What is needed
Reproduce every line from the one containing "of the uncooked" through the end of the items below, inclusive, keeping the requests as they are, and shift each x and y coordinate in the answers by adding 104 to it.

Records for this exercise
——
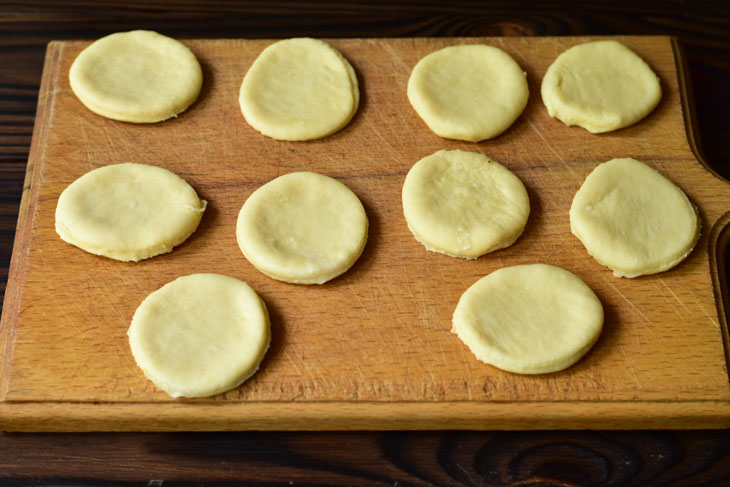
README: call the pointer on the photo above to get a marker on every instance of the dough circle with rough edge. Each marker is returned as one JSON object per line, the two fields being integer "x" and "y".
{"x": 128, "y": 211}
{"x": 632, "y": 219}
{"x": 139, "y": 76}
{"x": 200, "y": 335}
{"x": 529, "y": 319}
{"x": 469, "y": 92}
{"x": 299, "y": 89}
{"x": 303, "y": 228}
{"x": 600, "y": 86}
{"x": 464, "y": 204}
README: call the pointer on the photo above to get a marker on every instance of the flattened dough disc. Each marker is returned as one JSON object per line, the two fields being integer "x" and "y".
{"x": 632, "y": 219}
{"x": 200, "y": 335}
{"x": 529, "y": 319}
{"x": 463, "y": 204}
{"x": 128, "y": 211}
{"x": 600, "y": 86}
{"x": 138, "y": 76}
{"x": 470, "y": 92}
{"x": 299, "y": 89}
{"x": 303, "y": 228}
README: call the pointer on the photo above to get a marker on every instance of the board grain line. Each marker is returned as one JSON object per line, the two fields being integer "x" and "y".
{"x": 18, "y": 267}
{"x": 628, "y": 380}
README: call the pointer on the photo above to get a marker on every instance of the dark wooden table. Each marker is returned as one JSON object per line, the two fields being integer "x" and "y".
{"x": 449, "y": 458}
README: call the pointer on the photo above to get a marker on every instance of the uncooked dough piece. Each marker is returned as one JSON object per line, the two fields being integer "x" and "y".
{"x": 200, "y": 335}
{"x": 464, "y": 204}
{"x": 303, "y": 228}
{"x": 633, "y": 220}
{"x": 128, "y": 211}
{"x": 138, "y": 76}
{"x": 299, "y": 89}
{"x": 600, "y": 86}
{"x": 470, "y": 92}
{"x": 529, "y": 319}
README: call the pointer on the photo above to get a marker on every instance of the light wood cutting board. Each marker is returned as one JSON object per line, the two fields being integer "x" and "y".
{"x": 373, "y": 348}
——
Result below
README: call the pointer on the photo above to get a marker on every instance of the uncooked dough piece. Each marker is returned as one JSON object per line, the two fields being integer "x" and "y".
{"x": 304, "y": 439}
{"x": 568, "y": 308}
{"x": 407, "y": 332}
{"x": 737, "y": 324}
{"x": 232, "y": 315}
{"x": 242, "y": 180}
{"x": 403, "y": 193}
{"x": 704, "y": 190}
{"x": 574, "y": 196}
{"x": 633, "y": 423}
README: call the pointer on the photo above to get a marker on every instance of the light wood cutting board. Each marker is returned as one JSON object per line, the two fields being integer "x" and "y".
{"x": 477, "y": 452}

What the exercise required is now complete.